▸ WORK TASK 1
List the five authors named at the top of the case report text, giving each name as it appears there without degrees.
▸ WORK TASK 2
Reproduce the stretch of the case report text from "Department of Cardiovascular" through "Palo Alto, California.".
SUPPLIED TEXT section start
Navaratnam, Manchula MBChB, FRCA*; Williams, Glyn D. MBChB, FFA (SA)*; Shuttleworth, Paul BSN, MBA, CCP; Almond, Chris MD; Maeda, Katsuide MD, PhD§

doi: 10.1213/XAA.0000000000000818
Case Reports

Concerns remain regarding the use of direct thrombin inhibitors for cardiopulmonary bypass anticoagulation in pediatric patients with heparin-induced thrombocytopenia undergoing complex cardiac surgery. We describe the safe and effective use of epoprostenol sodium as an alternative therapy before heparin exposure for a pediatric patient with subacute heparin-induced thrombocytopenia and a ventricular assist device undergoing heart transplant.

From the *Department of Anesthesiology, Perioperative and Pain Medicine

Department of Cardiovascular Perfusion, Stanford Hospital and Clinics

Division of Cardiology, Department of Pediatrics

§Department of Cardiothoracic Surgery, Stanford Children’s Hospital, Stanford University Medical Center, Palo Alto, California.
SUPPLIED TEXT section end
INFORMATION SUPPLIED section start
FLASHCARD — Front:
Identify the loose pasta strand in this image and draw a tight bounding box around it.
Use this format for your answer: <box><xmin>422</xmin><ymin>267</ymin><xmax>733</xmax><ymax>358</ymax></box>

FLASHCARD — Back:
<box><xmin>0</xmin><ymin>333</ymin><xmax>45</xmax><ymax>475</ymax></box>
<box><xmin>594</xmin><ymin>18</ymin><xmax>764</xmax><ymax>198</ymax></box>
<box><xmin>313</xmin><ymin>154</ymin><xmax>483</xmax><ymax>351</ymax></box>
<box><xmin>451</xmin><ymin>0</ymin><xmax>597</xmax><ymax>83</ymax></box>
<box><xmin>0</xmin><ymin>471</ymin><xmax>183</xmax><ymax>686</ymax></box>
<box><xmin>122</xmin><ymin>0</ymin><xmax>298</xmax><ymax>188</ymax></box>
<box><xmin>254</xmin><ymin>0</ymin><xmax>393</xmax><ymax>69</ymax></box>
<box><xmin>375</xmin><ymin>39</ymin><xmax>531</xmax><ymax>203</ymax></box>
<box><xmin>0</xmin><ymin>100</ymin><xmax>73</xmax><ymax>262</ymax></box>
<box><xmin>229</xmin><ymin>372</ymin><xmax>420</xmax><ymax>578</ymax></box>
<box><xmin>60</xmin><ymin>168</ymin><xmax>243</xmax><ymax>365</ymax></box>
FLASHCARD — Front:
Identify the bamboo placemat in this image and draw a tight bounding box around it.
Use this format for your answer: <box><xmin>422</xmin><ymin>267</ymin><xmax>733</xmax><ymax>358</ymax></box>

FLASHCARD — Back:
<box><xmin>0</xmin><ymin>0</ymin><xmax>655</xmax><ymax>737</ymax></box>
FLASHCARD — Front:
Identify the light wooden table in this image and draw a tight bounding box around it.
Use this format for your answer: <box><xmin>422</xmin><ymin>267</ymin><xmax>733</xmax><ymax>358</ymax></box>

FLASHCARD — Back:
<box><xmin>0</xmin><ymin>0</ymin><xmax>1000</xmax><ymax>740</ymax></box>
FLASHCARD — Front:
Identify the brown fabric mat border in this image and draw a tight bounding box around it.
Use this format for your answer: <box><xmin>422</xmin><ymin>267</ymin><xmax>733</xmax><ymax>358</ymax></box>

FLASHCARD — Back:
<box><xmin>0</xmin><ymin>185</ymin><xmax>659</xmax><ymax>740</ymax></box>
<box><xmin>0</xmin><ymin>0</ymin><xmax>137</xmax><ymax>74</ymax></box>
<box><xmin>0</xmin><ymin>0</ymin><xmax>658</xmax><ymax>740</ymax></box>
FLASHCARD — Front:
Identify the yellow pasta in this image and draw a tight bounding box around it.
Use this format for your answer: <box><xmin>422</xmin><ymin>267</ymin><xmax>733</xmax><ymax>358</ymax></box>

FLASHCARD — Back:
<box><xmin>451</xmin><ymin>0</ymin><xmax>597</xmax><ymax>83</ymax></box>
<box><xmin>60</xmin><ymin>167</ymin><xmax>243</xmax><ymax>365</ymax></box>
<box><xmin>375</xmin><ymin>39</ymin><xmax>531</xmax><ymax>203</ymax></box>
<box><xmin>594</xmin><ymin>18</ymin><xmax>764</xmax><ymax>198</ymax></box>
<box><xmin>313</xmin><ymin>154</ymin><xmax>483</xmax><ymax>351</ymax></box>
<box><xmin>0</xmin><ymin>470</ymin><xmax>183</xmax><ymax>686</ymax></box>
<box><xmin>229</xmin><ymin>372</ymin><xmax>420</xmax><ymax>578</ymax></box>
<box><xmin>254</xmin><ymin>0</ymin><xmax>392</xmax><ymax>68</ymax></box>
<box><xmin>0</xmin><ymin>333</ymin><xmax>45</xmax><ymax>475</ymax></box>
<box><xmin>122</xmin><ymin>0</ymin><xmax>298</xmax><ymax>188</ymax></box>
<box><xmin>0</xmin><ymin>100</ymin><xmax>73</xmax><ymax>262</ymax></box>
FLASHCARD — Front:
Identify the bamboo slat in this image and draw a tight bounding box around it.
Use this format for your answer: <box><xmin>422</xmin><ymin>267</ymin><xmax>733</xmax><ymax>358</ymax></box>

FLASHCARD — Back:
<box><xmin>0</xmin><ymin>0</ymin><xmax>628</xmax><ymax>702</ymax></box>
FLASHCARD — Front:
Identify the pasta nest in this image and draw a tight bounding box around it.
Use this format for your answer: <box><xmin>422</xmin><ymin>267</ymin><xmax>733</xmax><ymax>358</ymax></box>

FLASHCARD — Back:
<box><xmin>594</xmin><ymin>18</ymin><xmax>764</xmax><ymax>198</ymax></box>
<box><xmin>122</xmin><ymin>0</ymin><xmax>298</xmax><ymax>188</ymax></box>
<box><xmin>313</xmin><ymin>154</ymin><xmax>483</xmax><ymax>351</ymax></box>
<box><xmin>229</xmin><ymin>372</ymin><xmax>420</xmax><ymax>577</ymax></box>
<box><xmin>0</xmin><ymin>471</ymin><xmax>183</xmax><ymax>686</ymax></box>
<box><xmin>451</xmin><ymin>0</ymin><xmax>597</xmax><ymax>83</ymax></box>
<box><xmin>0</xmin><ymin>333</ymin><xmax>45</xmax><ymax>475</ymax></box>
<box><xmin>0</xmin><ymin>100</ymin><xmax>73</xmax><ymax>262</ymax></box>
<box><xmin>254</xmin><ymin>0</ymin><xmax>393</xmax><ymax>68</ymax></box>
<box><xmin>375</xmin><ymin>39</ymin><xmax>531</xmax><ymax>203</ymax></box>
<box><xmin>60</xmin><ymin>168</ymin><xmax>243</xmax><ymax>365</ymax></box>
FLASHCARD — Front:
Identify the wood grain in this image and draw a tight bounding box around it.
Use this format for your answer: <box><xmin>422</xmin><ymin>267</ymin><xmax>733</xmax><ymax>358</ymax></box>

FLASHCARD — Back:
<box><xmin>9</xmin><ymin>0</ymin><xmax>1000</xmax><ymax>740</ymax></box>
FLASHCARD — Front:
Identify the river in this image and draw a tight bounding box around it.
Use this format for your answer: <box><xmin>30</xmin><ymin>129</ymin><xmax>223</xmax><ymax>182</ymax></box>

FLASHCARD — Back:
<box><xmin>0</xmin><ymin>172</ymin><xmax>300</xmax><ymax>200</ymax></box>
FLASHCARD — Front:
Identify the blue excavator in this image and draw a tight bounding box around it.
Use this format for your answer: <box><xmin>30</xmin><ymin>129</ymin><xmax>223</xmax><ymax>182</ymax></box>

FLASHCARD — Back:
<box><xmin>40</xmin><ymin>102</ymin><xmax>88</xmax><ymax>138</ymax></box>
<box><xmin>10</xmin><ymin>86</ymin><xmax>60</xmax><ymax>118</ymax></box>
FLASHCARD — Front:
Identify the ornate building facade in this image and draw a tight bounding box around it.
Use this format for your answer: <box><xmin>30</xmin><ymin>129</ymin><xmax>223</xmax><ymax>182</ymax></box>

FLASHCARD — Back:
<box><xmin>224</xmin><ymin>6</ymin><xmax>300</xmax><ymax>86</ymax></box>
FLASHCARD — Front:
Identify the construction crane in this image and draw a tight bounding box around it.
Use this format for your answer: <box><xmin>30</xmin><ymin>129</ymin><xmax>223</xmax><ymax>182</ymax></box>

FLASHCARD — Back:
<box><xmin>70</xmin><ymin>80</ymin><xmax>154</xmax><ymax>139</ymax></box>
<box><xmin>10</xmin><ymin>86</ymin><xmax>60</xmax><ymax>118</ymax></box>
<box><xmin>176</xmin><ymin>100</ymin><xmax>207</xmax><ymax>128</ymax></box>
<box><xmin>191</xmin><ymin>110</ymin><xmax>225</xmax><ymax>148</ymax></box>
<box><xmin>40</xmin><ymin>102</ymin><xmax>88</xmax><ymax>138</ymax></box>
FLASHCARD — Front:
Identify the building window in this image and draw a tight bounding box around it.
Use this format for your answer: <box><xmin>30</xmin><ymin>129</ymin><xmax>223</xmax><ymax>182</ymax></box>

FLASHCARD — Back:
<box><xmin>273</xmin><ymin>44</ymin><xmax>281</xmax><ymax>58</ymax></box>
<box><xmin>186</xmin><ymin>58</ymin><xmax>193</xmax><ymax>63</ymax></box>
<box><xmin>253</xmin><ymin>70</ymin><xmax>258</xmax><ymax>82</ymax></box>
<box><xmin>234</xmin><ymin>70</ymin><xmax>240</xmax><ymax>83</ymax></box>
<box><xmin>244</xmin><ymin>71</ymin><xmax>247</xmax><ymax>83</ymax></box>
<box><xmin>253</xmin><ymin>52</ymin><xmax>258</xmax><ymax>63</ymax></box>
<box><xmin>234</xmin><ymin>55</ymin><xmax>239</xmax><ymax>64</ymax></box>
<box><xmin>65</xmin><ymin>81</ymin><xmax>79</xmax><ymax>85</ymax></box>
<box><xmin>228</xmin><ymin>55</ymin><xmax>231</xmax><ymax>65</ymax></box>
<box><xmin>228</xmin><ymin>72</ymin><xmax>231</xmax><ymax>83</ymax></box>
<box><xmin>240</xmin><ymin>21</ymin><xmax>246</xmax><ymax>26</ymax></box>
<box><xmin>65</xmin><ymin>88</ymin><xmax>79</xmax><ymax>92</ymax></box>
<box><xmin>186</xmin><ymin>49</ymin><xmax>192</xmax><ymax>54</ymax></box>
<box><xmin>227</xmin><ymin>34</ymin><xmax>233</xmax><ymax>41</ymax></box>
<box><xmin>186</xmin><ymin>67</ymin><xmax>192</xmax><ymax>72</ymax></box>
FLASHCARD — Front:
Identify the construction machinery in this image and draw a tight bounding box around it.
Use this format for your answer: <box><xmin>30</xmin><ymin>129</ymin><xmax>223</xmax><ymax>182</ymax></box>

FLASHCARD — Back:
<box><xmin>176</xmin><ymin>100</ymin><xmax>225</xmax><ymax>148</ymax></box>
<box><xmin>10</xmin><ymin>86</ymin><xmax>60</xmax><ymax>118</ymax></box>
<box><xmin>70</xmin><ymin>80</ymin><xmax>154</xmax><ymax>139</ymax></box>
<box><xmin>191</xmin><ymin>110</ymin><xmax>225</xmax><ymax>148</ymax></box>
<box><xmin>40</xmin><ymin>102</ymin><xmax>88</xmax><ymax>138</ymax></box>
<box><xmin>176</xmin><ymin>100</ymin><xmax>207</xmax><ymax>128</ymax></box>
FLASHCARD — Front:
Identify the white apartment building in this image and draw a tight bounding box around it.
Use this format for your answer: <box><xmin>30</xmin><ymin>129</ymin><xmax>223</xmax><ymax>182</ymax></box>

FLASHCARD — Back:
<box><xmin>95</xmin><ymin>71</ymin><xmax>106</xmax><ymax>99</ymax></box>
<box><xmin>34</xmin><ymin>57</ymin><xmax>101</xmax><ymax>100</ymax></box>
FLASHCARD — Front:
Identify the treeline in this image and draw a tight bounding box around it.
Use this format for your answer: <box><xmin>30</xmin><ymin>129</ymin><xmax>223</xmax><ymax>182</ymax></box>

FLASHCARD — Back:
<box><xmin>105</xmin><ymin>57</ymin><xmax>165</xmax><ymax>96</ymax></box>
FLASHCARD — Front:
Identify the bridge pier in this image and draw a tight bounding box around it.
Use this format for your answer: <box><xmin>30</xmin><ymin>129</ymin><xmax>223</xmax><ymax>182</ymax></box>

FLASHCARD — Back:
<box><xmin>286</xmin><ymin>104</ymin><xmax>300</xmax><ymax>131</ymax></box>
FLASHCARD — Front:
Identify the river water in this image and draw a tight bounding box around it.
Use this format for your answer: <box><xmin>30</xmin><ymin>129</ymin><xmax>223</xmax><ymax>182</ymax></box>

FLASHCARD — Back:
INFORMATION SUPPLIED section end
▸ YOUR SOLUTION 1
Navaratnam, Manchula
Williams, Glyn D.
Shuttleworth, Paul
Almond, Chris
Maeda, Katsuide

▸ YOUR SOLUTION 2
Department of Cardiovascular Perfusion, Stanford Hospital and Clinics

Division of Cardiology, Department of Pediatrics

§Department of Cardiothoracic Surgery, Stanford Children’s Hospital, Stanford University Medical Center, Palo Alto, California.